→ BLOCO DE TEXTO
Maurília Pimenta, caiçara e agricultora da comunidade de são Gonçalo (RJ) destaca que a juçara tem sido até inserida nos cardápios de merenda escolar, o que “valoriza o fruto e demonstra sua participação na alimentação das comunidades como um todo. Com isso, a produção feita pelas comunidades tem mais valor de mercado”, ressalta.


A campanha “A Juçara Nossa" é uma luta pelo desenvolvimento social, econômico e cultural das comunidades, que buscam manter vivos seus recursos naturais frente às ameaças do mercado e da exploração predatória, como afirma Luciano Marcel Corbellini, biólogo e assessor de Agroecologia do Observatório de Territórios Sustentáveis e Saudáveis da Bocaina (OTSS).


Créditos: Felipe Scapino/OTSS

Segundo ele, o avanço do mercado de palmito, especialmente nas décadas de 1960 e 1970, trouxe desafios. A criminalização do corte da juçara e do palmito, associada à repressão e à entrada do turismo de massa, levou muitas comunidades a abandonarem suas práticas tradicionais, tornando-se marginalizadas e vulneráveis às redes ilegais de comercialização.


Essa situação se agravou com a oferta de dinheiro fácil por parte de intermediários, que incentivaram o corte predatório e a exploração econômica, muitas vezes vinculada a atividades ilícitas, de acordo com Luciano.

→ DADOS FORNECIDOS
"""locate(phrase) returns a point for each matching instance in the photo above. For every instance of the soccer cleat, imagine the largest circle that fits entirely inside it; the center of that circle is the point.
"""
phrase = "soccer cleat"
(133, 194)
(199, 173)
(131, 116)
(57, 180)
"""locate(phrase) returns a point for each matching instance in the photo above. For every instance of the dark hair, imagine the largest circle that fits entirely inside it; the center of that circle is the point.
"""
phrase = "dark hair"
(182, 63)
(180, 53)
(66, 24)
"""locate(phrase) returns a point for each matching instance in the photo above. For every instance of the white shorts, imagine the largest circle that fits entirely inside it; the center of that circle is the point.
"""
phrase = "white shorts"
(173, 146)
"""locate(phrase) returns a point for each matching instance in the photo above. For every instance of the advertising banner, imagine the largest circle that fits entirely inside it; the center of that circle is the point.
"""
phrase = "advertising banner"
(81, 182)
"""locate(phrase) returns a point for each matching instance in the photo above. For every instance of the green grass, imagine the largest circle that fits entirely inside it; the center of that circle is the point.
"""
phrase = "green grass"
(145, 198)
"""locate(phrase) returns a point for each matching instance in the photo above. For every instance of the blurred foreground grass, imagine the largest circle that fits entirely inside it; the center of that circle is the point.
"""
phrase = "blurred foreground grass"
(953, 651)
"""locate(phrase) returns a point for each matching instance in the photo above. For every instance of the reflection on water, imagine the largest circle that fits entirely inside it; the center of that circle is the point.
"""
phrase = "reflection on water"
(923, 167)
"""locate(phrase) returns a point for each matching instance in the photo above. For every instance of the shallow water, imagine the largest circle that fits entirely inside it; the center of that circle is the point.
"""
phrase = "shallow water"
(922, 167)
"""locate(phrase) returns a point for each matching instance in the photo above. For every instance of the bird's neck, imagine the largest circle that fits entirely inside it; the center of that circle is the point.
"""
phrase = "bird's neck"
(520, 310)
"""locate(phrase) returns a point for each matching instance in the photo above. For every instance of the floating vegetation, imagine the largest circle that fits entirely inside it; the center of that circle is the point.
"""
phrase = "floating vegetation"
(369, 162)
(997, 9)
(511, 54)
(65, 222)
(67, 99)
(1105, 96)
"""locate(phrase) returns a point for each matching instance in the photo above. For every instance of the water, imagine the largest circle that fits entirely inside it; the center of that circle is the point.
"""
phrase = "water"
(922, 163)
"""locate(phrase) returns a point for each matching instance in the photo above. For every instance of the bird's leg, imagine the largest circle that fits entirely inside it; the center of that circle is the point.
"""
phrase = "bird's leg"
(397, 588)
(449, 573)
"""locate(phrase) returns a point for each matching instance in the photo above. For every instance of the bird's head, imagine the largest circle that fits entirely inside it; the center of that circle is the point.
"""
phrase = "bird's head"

→ TAREFAS PROPOSTAS
a – No texto sobre a juçara, em quais décadas o avanço do mercado de palmito trouxe desafios, segundo Luciano Marcel Corbellini?
b – Dê seguimento ao texto sobre a campanha da juçara a partir da última frase apresentada.
As linhas não têm relação alguma com o texto sobre a juçara.

→ RESPOSTAS
a – Especialmente nas décadas de 1960 e 1970.

b –
“A campanha, portanto, reforça a importância de reconhecer a juçara como símbolo de resistência e soberania das comunidades tradicionais na Mata Atlântica neste contexto”, garante.

Juçara pós-colheita | Créditos: Vinícius Carvalho/OTSS
Juçara pós-colheita | Créditos: Vinícius Carvalho/OTSS

Aprendizado ancestral


“As comunidades tradicionais, desde sempre, conhecem bem a juçara… Como cuidar, como plantar, e qual a importância dessa fruta. Então, dizer que a juçara é nossa é afirmar tudo isso”, comenta Thiago Benites, indígena da Aldeia Sapukai (RJ).


A relação entre comunidades tradicionais e a planta juçara revela um rico legado de conhecimentos ancestrais que fortalecem a cultura local e promovem a sustentabilidade ambiental. Luciano Corbellini explica que a juçara é uma planta nativa que sempre fez parte do ambiente dessas comunidades indígenas, quilombolas e caiçaras. É reconhecida não só pela presença marcante na floresta, mas também pelo papel na alimentação, na medicina e na construção de moradias tradicionais.


O biólogo argumenta que a juçara era utilizada de diversas formas: o palmito, extraído de forma sustentável, servia de alimento e tinha propriedades medicinais, como cicatrizante e desintoxicante. Além disso, seu tronco era aproveitado na construção de casas e telhados, demonstrando uma relação de respeito e uso racional com a planta. 


“Essa conexão profunda reforça o sentimento de pertencimento. Afirmar que ‘A Juçara é Nossa’ reflete o conhecimento ancestral e a preservação cultural dessas comunidades”, pondera Luciano. 


Para o biólogo, hoje há uma retomada do reconhecimento do valor da juçara, especialmente na agricultura de base familiar e na agroecologia. Ele destaca que o cultivo da juçara deve ser integrado a sistemas agroflorestais, como o plantio junto a bananeiras, que oferecem sombra e umidade ideais para o seu crescimento. “Essa prática, além de promover a biodiversidade, resgata o saber ancestral de manejo sustentável, fortalecendo a relação entre comunidades e o meio ambiente”, completa.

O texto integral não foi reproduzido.